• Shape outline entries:
■ ■ ■ ■ ■

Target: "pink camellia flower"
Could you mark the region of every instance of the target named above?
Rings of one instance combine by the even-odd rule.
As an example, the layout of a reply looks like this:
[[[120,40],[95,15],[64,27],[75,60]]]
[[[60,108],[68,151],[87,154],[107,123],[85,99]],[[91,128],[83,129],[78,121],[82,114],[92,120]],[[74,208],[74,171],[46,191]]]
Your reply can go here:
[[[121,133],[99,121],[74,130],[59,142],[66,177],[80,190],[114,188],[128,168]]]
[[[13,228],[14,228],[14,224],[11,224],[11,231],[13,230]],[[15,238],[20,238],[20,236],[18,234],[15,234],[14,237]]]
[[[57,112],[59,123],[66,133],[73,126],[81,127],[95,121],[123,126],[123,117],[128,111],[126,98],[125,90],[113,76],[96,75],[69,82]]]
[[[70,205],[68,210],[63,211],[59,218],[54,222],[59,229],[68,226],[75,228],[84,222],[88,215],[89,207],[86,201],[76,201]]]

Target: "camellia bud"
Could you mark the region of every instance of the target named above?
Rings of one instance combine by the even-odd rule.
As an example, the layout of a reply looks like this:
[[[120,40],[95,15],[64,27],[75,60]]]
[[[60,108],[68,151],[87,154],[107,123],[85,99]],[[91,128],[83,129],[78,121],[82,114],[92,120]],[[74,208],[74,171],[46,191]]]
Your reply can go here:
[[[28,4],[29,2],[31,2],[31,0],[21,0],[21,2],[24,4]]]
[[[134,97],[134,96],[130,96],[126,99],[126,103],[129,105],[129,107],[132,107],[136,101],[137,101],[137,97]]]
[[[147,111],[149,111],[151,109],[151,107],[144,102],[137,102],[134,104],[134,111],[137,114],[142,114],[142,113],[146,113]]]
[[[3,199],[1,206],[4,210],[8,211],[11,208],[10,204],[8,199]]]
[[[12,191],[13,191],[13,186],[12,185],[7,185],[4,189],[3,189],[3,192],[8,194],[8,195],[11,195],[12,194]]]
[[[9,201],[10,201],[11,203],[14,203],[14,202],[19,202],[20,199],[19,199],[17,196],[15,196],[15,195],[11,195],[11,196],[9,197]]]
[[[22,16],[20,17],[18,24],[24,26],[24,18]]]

■ ■ ■ ■ ■

Convert the lines above into a Markdown table with the columns "Row" and "Line," numbering each row and leaving out blank lines.

• The answer:
| Row | Line |
|---|---|
| 1 | Target: "pink camellia flower" |
| 2 | Could you mark the region of every instance of the target named above? |
| 3 | Rings of one instance combine by the even-odd rule. |
| 4 | As an example, the layout of a reply looks like this: |
| 5 | [[[120,40],[95,15],[64,27],[75,60]]] |
| 6 | [[[60,108],[68,151],[87,154],[107,123],[85,99]],[[91,128],[83,129],[78,121],[82,114],[92,120]],[[74,208],[74,171],[46,191]]] |
| 7 | Your reply can go here: |
| 8 | [[[121,133],[99,121],[74,130],[59,142],[66,177],[80,190],[114,188],[128,168]]] |
| 9 | [[[13,228],[14,228],[14,224],[11,224],[11,231],[13,230]],[[15,238],[20,238],[20,236],[18,234],[15,234],[14,237]]] |
| 10 | [[[57,112],[59,123],[66,133],[73,126],[81,127],[95,121],[123,126],[123,117],[128,111],[126,98],[125,90],[113,76],[96,75],[69,82]]] |
| 11 | [[[70,205],[68,210],[63,211],[59,218],[54,222],[59,229],[68,226],[75,228],[84,222],[88,215],[89,207],[86,201],[76,201]]] |
| 12 | Target: "camellia bud" |
| 13 | Could you mark the region of every instance of the target named above? |
| 14 | Rings of one instance combine by the even-odd rule. |
| 15 | As an example, the layout of a reply looks like this: |
| 16 | [[[120,40],[95,15],[64,27],[75,60]]] |
| 17 | [[[60,108],[68,151],[87,154],[107,123],[85,99]],[[91,128],[83,129],[78,121],[82,114],[92,120]],[[74,208],[74,171],[46,191]]] |
| 18 | Your reply can go here: |
| 19 | [[[28,4],[29,2],[31,2],[31,0],[21,0],[21,2],[24,4]]] |
| 20 | [[[134,97],[134,96],[130,96],[126,99],[126,103],[129,105],[129,107],[132,107],[136,101],[137,101],[137,97]]] |
| 21 | [[[147,111],[149,111],[151,109],[151,107],[144,102],[137,102],[134,104],[134,111],[137,114],[142,114],[142,113],[146,113]]] |
| 22 | [[[3,199],[1,206],[4,210],[8,211],[11,208],[10,204],[8,199]]] |
| 23 | [[[12,191],[13,191],[13,186],[12,185],[7,185],[4,189],[3,189],[3,192],[8,194],[8,195],[11,195],[12,194]]] |
| 24 | [[[9,201],[10,201],[11,203],[14,203],[14,202],[19,202],[20,199],[19,199],[17,196],[15,196],[15,195],[11,195],[11,196],[9,197]]] |
| 25 | [[[22,16],[20,17],[18,24],[24,26],[24,18]]] |